▸ INPUT MATERIAL
= = = = = = =

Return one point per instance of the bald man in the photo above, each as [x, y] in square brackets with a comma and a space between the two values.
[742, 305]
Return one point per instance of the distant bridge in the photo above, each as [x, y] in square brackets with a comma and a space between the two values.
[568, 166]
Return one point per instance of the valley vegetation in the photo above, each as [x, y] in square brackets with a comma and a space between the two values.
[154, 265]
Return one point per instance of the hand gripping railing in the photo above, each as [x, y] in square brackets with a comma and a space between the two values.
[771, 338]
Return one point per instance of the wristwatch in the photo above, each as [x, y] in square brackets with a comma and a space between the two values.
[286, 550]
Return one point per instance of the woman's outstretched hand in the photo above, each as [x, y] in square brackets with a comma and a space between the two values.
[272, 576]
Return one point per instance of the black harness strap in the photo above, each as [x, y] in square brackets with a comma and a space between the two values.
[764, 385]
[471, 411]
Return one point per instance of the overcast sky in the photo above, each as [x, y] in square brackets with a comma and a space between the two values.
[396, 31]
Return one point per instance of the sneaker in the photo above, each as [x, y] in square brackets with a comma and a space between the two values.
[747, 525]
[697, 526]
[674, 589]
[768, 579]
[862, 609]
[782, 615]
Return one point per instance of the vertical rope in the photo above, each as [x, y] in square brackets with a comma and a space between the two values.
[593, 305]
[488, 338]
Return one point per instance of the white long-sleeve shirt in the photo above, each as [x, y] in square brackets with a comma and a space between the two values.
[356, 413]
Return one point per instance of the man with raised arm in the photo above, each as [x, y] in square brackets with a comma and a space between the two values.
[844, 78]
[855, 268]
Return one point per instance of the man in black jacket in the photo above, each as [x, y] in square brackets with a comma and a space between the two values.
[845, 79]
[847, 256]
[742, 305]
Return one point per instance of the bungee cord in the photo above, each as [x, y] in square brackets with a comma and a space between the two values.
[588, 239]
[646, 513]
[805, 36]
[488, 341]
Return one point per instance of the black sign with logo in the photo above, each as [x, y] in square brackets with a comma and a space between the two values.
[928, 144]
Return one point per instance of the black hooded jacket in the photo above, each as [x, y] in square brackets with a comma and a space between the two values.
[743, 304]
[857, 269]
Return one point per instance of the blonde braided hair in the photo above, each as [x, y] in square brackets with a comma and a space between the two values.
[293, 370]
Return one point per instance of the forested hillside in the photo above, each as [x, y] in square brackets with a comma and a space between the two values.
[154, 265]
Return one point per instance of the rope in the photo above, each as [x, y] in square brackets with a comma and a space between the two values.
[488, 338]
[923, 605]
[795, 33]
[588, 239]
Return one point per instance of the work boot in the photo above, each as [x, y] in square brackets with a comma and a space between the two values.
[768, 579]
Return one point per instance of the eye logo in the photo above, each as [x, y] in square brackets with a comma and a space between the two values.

= = = = = = =

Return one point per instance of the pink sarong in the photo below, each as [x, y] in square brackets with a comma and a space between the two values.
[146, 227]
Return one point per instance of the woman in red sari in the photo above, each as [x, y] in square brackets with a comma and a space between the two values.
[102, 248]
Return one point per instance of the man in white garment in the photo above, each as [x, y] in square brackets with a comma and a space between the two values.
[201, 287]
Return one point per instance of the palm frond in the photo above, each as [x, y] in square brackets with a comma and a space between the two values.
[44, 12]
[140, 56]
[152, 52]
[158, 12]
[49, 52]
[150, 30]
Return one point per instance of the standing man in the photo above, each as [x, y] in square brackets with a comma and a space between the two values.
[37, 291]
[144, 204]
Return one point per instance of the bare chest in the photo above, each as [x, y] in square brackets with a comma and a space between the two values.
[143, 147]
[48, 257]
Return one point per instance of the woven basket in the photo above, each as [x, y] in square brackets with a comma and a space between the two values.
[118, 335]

= = = = = = =

Using the data above, extract exactly the lines from the one that holds "Return one point per instance of the rope" to the one that holds "Return one point per instance of the eye", both ends included, and no others.

Return one point per instance of the rope in the photo above, each as [x, y] in square brackets with a comma and a space between the two values.
[488, 338]
[923, 605]
[795, 33]
[588, 239]
Return one point per instance of the work boot in the photo above, each as [x, y] in square brackets with a comma and a space between the two values.
[768, 579]
Return one point per instance of the eye logo in the photo above, each as [x, y] in square brackets with a comma and a space between the two values.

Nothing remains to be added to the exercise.